## WORK REQUEST 1
According to the commentary, what techniques does conversion therapy use?
## WORK REQUEST 2
Please return the part of the commentary that begins at the words "And then, when" and stops after "of gay sex.".
## WORK REQUEST 3
Decide whether each statement agrees with the commentary, answering yes or no and quoting the words that settle it: (a) The commentary says people unsure who they are attracted to get labeled "bisexual" or "pansexual." (b) The commentary says licensed therapists get labeled "homophobic" or "bigot." (c) The commentary supports conversion therapy.

=== TEXT SECTION ===

What a huge disservice to any young person going through any crisis--to diminish their very person to one single category. Not really the best thing for an individual going through adolescence and on the cusp of discovering the many layers of his/her character and person--think back and remember what you felt like when you were going through adolescence. Pretty uni-brow-ish, huh? In the gay activists' world, there are no layers to an individual, except maybe if a person is not sure who he/she is attracted to, then they "layer" them "bisexual" or "pansexual." Impressive.
And then, when a person who is gay still feels dissatisfaction, fear, or sadness due to his/her orientation, it is NOT due to being frustrated, angry, or doubtful about of his/her orientation! No! That is actually "just" SHAME! It is "the screwed-up social mores of our repressed society" that is at fault for any negative feelings or reactions homosexual or lesbian might have--those feelings are ALL shame-based, not real. All of the stats recording the high levels of substance abuse, self-harming, and suicide among homosexuals are only representative of society's "lack of acceptance" and "shaming" of gay sex.
This technique has the added bonus of discrediting, labeling, and interestingly--shaming!--any licensed therapist available to help an individual work through some of these distressing feelings and thoughts, as a "homophobic" or "bigot" and their practice as "abuse." There will soon be a suppression of these individuals' freedom to seek help from licensed therapists--EVEN IF THEY CHOOSE TO SEEK HELP VOLUNTARILY. (And, no, this is not in reference to "conversion therapy" which uses humiliation and torture-like techniques to "convert" a homosexual to a heterosexual. *Sigh*. Any clear-minded individual knows the above is abusive, unacceptable treatment of ANY human or animal, and is not in keeping with any real Judeo-Christian belief or values. Besides, it's stupid.)

=== SOURCE DATA ===

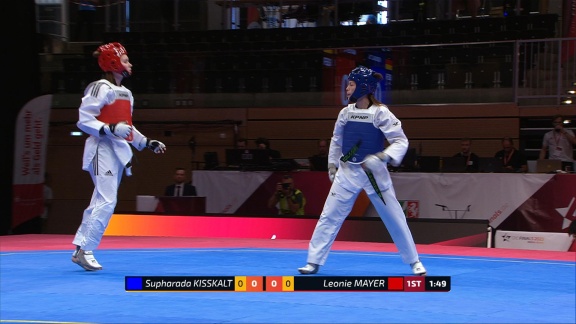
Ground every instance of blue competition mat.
[0,248,576,323]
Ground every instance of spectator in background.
[308,139,328,171]
[76,0,99,42]
[494,137,528,172]
[256,137,281,159]
[454,138,479,172]
[236,137,248,149]
[540,115,576,171]
[164,168,197,197]
[268,174,306,215]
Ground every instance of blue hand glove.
[328,163,338,182]
[362,152,390,172]
[146,138,166,154]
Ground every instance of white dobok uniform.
[307,104,418,265]
[72,79,146,251]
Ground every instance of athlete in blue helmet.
[298,66,426,275]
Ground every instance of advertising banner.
[12,95,52,228]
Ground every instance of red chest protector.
[97,95,133,142]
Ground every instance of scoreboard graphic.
[124,276,452,292]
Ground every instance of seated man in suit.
[454,138,479,172]
[164,168,196,197]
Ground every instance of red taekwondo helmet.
[348,66,379,102]
[98,43,129,77]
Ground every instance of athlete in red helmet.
[72,43,166,271]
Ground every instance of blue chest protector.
[341,113,385,163]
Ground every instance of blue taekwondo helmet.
[348,66,379,102]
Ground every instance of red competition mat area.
[0,234,576,262]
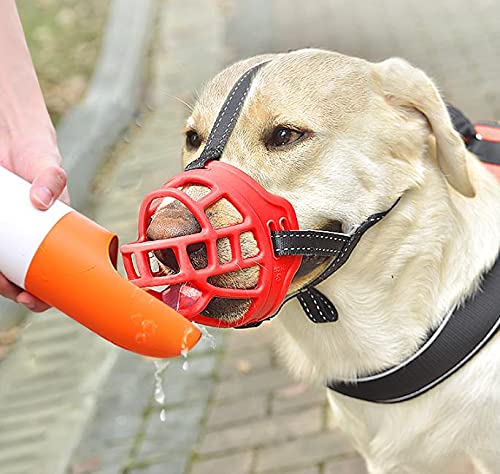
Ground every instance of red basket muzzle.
[121,161,302,327]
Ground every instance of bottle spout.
[25,211,201,357]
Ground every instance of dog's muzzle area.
[147,192,260,323]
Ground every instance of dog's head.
[148,50,474,322]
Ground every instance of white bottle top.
[0,166,73,288]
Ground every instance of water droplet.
[154,359,170,410]
[193,323,217,349]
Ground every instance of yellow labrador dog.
[151,49,500,474]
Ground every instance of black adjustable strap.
[297,287,339,323]
[185,61,269,171]
[271,199,399,324]
[328,254,500,403]
[271,230,351,257]
[446,104,500,165]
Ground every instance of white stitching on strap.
[205,68,254,150]
[309,291,328,321]
[274,231,349,242]
[278,247,340,253]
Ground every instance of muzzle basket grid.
[121,162,301,327]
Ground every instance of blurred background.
[0,0,500,474]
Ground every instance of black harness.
[186,61,500,403]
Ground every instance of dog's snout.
[147,201,203,271]
[147,201,201,240]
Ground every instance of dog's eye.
[266,127,304,148]
[186,130,201,148]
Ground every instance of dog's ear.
[374,58,476,197]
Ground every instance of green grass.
[17,0,109,123]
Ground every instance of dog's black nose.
[147,201,203,271]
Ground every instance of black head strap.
[185,61,269,171]
[185,61,394,323]
[271,199,399,323]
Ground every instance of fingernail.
[34,186,54,207]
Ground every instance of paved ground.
[0,0,500,474]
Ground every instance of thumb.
[30,164,67,210]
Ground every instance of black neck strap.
[327,105,500,403]
[327,258,500,403]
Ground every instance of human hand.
[0,134,69,312]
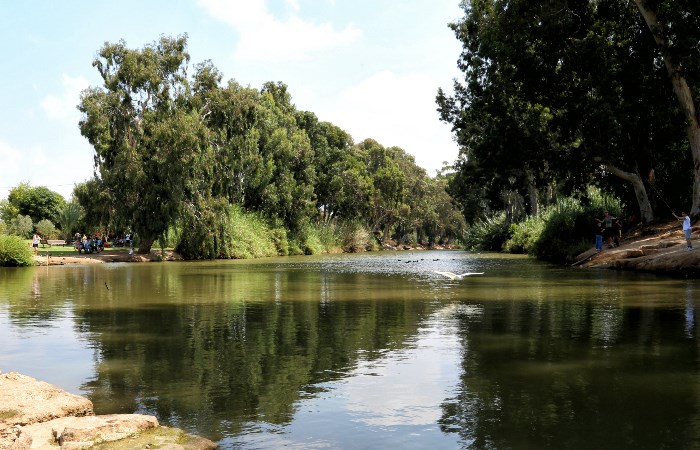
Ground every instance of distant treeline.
[74,35,464,258]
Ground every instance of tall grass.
[464,212,511,251]
[0,234,34,267]
[504,188,623,262]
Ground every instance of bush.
[342,222,376,253]
[35,219,58,239]
[7,216,34,239]
[0,234,34,267]
[464,213,511,251]
[532,188,623,262]
[503,216,544,253]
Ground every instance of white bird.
[435,270,484,280]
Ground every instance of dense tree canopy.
[437,0,700,220]
[76,36,464,258]
[7,183,66,223]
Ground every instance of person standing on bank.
[595,219,603,252]
[32,233,41,255]
[596,211,620,248]
[671,211,693,250]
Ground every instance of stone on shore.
[0,372,216,450]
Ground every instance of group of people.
[595,211,693,252]
[595,211,622,252]
[73,233,105,253]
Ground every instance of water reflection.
[0,252,700,449]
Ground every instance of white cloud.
[41,74,90,119]
[199,0,362,62]
[318,71,458,176]
[0,141,22,180]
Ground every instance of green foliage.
[229,206,278,259]
[34,219,58,239]
[464,213,511,251]
[56,200,82,239]
[7,215,34,239]
[74,36,464,259]
[7,183,66,222]
[503,216,544,253]
[504,188,623,262]
[0,198,19,224]
[343,221,378,253]
[437,0,700,222]
[0,234,34,267]
[79,36,211,254]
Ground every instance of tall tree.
[634,0,700,216]
[79,36,209,253]
[437,0,688,221]
[7,183,66,223]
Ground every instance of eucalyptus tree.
[437,0,696,221]
[633,0,700,216]
[253,82,316,231]
[357,139,406,239]
[7,183,66,223]
[78,35,209,253]
[296,111,353,222]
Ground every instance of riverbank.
[0,372,217,450]
[34,249,182,266]
[574,221,700,278]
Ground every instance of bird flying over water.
[435,270,484,280]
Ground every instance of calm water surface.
[0,251,700,449]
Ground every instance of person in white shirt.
[672,211,693,250]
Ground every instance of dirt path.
[574,222,700,278]
[34,250,182,266]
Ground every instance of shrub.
[464,213,511,251]
[0,234,34,267]
[503,216,544,253]
[343,222,375,253]
[35,219,58,239]
[7,216,34,239]
[532,188,623,262]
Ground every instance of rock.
[0,372,216,450]
[574,222,700,278]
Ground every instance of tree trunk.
[527,175,540,217]
[634,0,700,216]
[605,164,654,223]
[136,238,155,255]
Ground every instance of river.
[0,251,700,449]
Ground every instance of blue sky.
[0,0,462,199]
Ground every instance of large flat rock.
[0,372,217,450]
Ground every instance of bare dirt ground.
[574,222,700,278]
[0,372,216,450]
[34,250,182,266]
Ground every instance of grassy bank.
[465,188,624,262]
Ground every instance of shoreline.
[34,225,700,278]
[0,372,217,450]
[33,249,182,266]
[573,221,700,278]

===

## TASK SOLUTION 1
Humiliation and torture-like techniques.

## TASK SOLUTION 2
And then, when a person who is gay still feels dissatisfaction, fear, or sadness due to his/her orientation, it is NOT due to being frustrated, angry, or doubtful about of his/her orientation! No! That is actually "just" SHAME! It is "the screwed-up social mores of our repressed society" that is at fault for any negative feelings or reactions homosexual or lesbian might have--those feelings are ALL shame-based, not real. All of the stats recording the high levels of substance abuse, self-harming, and suicide among homosexuals are only representative of society's "lack of acceptance" and "shaming" of gay sex.

## TASK SOLUTION 3
(a) Yes: "except maybe if a person is not sure who he/she is attracted to, then they "layer" them "bisexual" or "pansexual.""
(b) Yes: "any licensed therapist available to help an individual work through some of these distressing feelings and thoughts, as a "homophobic" or "bigot""
(c) No: "Any clear-minded individual knows the above is abusive, unacceptable treatment of ANY human or animal"